_TASK REQUIREMENTS_:
1) Write out the part of the passage on nanocomposite scintillators starting with "Figure 1: Perovskite" and going on through "with NC scintillators.".
2) Answer these questions from the passage on nanocomposite scintillators:
(a) What is the main drawback of inorganic crystal scintillators?
(b) Who is credited for Figure 1?
(c) What radiation tolerance is given for the nanocomposite materials?

_EXERCISE PASSAGE_:
^^^^^^^^^^^^^^^^
By Matthew Moulson (LNF-INFN), project spokesperson. Edited by Rickard Stroem (DESY)

High-performance electromagnetic calorimeters often make use of inorganic crystal scintillators. Their high density makes them well suited for the construction of large homogeneous detectors where the scintillating material simultaneously serves as both absorber and active detector medium. An appropriate choice of inorganic crystal can provide both high light yield and fast light emission, resulting in optimal energy resolution. The main drawback is their high cost. Plastic scintillators constitute an economical alternative and provide relatively high light yield and fast timing, but the lower density generally brings about an inferior energy resolution. The AIDAinnova blue-sky project “NanoCal” will lay the ground for a new generation of fine-sampling calorimeters fulfilling the role of large-volume homogenous detectors at a fraction of the cost. These make use of innovative scintillating materials based on perovskite or chalcogenide nanocrystals dispersed in a plastic matrix to form a Nano-Compostite (NC) scintillator. Figure 1 shows a perovskite nanocomposite scintillator plate during manufacture.

Figure 1: Perovskite nanocomposite scintillator during manufacture. Credit: Glass To Power S.p.A.

With O(100 ps) light decay times and O(1 MGy) radiation tolerance these materials are ideal candidates for the construction of economical, high-performance fine-sampling devices for calorimetry and high-efficiency photon detection. Indeed, NC scintillators have been the focus of much attention in the materials-science community, but almost no studies have been done on the response of NC scintillators to high-energy particles. Within the “NanoCal” project, prototypes will be constructed using both conventional and NC scintillators, allowing for a direct comparison of the performance gains with NC scintillators.
^^^^^^^^^^^^^^^^
_INFORMATION_:
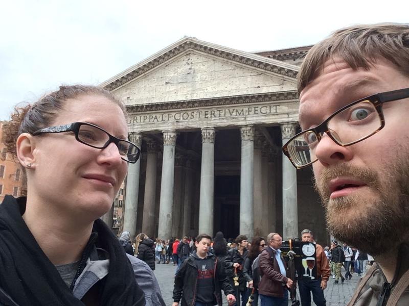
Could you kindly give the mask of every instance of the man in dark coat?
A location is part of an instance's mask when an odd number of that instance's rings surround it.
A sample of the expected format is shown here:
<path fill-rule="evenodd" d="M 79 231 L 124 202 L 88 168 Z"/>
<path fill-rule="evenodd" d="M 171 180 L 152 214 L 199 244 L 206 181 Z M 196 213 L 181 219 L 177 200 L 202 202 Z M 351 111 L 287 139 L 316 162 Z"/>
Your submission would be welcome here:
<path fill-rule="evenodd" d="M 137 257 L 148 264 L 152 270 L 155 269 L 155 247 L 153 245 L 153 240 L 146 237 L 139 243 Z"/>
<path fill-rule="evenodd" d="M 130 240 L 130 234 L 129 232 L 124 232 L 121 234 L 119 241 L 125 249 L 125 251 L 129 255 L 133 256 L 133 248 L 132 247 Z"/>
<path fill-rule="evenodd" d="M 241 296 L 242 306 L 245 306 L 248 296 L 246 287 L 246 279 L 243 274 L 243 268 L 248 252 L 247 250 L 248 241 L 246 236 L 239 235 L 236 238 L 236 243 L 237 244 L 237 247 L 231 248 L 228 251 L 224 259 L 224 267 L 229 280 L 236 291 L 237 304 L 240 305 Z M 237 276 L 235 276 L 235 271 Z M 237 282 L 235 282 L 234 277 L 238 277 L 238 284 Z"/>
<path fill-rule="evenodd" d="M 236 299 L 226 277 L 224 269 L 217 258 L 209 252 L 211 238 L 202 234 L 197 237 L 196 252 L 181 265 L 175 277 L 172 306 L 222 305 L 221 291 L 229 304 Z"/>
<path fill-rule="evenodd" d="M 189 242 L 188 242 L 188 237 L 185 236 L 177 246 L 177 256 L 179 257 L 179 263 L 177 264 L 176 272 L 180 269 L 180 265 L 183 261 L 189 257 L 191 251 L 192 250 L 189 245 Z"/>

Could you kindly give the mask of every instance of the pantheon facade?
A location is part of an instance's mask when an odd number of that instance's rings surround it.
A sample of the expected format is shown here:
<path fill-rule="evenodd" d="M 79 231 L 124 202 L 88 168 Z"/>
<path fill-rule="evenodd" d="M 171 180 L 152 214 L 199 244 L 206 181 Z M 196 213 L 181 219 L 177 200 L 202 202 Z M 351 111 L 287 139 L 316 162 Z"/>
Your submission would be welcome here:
^^^^^^^^^^^^^^^^
_ANSWERS TO THE EXERCISES_:
1)
Figure 1: Perovskite nanocomposite scintillator during manufacture. Credit: Glass To Power S.p.A.

With O(100 ps) light decay times and O(1 MGy) radiation tolerance these materials are ideal candidates for the construction of economical, high-performance fine-sampling devices for calorimetry and high-efficiency photon detection. Indeed, NC scintillators have been the focus of much attention in the materials-science community, but almost no studies have been done on the response of NC scintillators to high-energy particles. Within the “NanoCal” project, prototypes will be constructed using both conventional and NC scintillators, allowing for a direct comparison of the performance gains with NC scintillators.

2)
(a) Their high cost.
(b) Glass To Power S.p.A.
(c) O(1 MGy).